__Task to complete__: List each line in the records below that contains the string "positive". Case matters.

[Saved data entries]
....

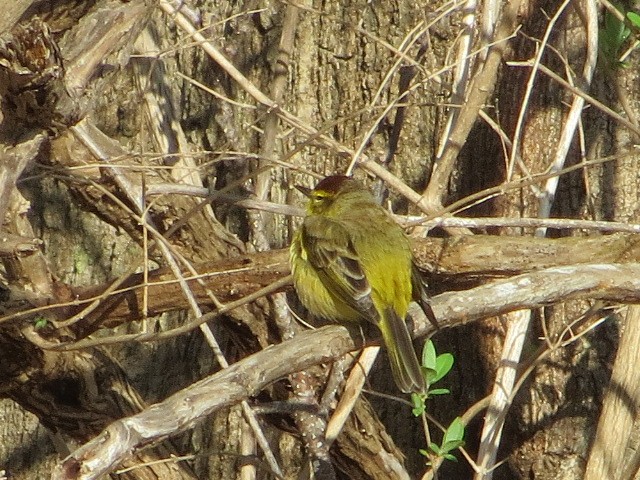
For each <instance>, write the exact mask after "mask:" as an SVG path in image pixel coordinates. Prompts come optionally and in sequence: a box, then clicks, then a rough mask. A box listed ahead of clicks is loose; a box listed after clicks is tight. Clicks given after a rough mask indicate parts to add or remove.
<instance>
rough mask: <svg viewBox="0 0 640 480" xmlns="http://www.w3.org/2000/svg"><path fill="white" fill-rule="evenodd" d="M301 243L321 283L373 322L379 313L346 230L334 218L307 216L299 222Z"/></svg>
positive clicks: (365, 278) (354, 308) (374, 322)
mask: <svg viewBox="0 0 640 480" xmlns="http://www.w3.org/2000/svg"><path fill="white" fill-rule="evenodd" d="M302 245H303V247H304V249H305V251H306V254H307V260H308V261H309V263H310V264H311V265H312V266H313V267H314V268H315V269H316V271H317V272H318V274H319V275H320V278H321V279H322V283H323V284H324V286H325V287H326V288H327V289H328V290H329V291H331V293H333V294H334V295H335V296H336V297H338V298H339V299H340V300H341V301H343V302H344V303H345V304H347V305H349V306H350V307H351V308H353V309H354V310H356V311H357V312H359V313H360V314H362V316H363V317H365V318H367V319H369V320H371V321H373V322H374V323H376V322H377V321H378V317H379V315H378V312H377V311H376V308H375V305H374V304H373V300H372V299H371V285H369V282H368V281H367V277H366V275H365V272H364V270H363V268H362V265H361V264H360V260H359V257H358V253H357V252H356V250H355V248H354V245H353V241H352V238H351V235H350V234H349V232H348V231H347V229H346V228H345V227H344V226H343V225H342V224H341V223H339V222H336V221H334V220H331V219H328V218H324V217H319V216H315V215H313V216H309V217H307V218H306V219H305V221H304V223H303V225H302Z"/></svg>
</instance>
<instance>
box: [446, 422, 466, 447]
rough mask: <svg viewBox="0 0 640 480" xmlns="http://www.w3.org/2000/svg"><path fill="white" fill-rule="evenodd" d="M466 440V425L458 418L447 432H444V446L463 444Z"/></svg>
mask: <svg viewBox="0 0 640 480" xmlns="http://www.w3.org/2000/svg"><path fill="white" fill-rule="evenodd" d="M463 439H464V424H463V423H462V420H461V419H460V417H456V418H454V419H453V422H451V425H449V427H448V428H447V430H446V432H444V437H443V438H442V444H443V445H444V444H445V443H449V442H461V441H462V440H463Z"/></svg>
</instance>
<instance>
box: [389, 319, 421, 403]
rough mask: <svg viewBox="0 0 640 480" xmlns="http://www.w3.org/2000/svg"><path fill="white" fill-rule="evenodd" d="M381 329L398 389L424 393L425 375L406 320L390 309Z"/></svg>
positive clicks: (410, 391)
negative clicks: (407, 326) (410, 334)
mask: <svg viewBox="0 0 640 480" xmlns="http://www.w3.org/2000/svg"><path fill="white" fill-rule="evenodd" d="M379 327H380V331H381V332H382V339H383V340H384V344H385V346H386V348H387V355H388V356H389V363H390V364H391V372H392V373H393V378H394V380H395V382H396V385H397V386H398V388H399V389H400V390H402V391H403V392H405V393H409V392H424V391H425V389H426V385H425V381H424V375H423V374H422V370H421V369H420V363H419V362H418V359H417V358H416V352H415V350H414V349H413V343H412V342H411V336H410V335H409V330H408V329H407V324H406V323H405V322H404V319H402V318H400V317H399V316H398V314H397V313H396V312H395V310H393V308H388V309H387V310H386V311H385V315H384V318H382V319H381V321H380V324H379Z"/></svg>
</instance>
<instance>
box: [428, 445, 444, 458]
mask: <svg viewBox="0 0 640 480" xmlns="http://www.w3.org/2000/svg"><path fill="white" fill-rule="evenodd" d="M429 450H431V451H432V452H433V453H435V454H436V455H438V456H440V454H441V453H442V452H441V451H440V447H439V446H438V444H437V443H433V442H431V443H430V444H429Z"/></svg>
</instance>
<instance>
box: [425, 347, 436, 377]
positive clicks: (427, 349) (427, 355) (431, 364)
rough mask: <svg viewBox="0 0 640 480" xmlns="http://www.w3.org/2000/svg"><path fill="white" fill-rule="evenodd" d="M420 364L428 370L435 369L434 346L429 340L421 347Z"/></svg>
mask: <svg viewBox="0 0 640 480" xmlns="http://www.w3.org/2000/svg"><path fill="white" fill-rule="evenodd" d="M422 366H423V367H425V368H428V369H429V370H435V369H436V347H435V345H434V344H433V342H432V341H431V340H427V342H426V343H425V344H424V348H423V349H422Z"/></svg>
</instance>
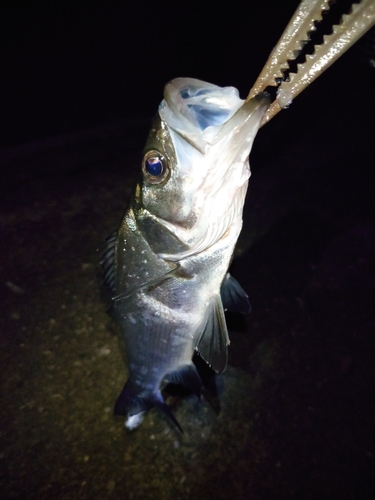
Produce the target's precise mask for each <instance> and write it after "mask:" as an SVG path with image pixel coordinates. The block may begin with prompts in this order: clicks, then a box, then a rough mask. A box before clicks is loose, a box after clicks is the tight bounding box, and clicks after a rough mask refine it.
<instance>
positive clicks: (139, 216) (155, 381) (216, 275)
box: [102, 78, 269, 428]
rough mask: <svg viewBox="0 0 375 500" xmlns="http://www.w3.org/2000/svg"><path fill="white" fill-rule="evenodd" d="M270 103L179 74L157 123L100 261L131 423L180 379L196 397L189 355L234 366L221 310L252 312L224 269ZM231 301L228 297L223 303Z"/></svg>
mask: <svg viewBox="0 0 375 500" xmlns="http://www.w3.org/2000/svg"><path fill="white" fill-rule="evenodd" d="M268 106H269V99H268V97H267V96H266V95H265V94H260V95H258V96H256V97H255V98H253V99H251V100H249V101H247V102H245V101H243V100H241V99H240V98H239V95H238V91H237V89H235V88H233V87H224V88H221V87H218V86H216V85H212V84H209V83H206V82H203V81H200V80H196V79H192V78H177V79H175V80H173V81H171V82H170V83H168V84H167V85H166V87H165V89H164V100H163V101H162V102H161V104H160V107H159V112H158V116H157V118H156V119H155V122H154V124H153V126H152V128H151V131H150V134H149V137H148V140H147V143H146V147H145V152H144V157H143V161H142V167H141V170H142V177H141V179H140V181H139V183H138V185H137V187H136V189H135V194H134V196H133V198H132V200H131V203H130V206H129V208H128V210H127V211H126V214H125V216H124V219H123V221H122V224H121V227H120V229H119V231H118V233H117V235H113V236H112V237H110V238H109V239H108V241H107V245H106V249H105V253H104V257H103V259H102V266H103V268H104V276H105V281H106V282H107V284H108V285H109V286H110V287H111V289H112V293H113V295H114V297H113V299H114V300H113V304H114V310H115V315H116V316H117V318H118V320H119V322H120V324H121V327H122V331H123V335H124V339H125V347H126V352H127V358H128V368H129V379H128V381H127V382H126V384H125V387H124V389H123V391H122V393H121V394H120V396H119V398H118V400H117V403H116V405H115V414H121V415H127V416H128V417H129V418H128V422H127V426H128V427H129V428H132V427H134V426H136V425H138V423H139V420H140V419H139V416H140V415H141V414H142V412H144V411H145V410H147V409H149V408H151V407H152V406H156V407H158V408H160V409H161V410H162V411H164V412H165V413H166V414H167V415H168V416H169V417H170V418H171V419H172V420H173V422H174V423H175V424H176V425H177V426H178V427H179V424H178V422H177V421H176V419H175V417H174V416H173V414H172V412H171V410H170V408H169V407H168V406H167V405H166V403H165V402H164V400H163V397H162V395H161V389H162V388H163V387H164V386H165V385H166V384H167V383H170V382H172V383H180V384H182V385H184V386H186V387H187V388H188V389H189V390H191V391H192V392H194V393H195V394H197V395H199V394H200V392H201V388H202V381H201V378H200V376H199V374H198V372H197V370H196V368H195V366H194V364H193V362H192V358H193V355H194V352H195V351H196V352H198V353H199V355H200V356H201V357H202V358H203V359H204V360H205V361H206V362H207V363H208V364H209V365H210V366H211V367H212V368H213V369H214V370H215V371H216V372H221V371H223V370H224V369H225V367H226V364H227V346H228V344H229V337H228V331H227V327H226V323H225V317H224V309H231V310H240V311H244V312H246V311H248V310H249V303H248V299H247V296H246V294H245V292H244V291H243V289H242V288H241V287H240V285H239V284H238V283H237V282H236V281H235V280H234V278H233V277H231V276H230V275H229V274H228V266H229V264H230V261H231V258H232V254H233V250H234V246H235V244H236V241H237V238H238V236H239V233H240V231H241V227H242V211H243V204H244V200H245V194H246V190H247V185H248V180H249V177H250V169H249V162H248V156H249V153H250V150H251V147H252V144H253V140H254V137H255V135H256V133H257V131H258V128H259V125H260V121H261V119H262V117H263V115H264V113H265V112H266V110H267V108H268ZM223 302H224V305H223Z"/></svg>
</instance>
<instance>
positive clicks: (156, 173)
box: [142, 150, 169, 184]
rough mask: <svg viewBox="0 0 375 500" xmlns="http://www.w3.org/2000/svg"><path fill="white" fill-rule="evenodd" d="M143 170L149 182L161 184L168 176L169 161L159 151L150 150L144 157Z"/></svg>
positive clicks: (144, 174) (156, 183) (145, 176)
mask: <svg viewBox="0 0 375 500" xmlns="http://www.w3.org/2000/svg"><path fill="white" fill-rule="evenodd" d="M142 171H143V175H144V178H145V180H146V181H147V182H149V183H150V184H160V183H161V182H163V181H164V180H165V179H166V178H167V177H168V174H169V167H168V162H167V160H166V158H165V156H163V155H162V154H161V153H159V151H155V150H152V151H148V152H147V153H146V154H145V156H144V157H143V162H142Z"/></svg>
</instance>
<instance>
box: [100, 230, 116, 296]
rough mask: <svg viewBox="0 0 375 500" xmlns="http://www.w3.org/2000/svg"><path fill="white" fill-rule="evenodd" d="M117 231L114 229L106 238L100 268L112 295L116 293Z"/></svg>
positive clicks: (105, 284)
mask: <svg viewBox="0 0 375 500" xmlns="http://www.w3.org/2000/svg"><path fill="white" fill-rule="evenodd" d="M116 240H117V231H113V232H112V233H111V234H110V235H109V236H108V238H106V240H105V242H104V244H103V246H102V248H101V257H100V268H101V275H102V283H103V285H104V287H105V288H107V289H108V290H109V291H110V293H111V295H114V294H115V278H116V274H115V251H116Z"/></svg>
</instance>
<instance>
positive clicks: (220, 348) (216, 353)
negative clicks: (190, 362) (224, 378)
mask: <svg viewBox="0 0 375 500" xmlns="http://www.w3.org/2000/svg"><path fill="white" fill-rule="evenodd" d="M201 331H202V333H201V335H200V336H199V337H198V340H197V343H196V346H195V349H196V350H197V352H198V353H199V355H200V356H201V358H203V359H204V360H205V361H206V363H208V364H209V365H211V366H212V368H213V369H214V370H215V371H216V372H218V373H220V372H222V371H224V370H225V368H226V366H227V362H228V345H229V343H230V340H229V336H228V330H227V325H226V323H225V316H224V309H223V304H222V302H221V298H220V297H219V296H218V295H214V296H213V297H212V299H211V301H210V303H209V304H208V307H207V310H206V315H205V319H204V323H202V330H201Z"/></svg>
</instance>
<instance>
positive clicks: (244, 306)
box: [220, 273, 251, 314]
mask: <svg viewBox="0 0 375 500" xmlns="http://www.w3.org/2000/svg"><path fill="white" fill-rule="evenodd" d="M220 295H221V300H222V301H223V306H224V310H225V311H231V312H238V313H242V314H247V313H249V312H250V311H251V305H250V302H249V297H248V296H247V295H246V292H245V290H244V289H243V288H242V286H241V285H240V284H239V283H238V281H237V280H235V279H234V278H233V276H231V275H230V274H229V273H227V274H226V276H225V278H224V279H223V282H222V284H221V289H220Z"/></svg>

....

__Response to this exercise__:
positive clicks: (365, 278) (354, 308) (374, 322)
positive clicks: (410, 391)
positive clicks: (427, 349) (427, 355) (431, 364)
positive clicks: (139, 216) (155, 381) (216, 275)
positive clicks: (156, 173)
positive clicks: (144, 174) (156, 183) (145, 176)
positive clicks: (105, 284)
positive clicks: (220, 348) (216, 353)
positive clicks: (244, 306)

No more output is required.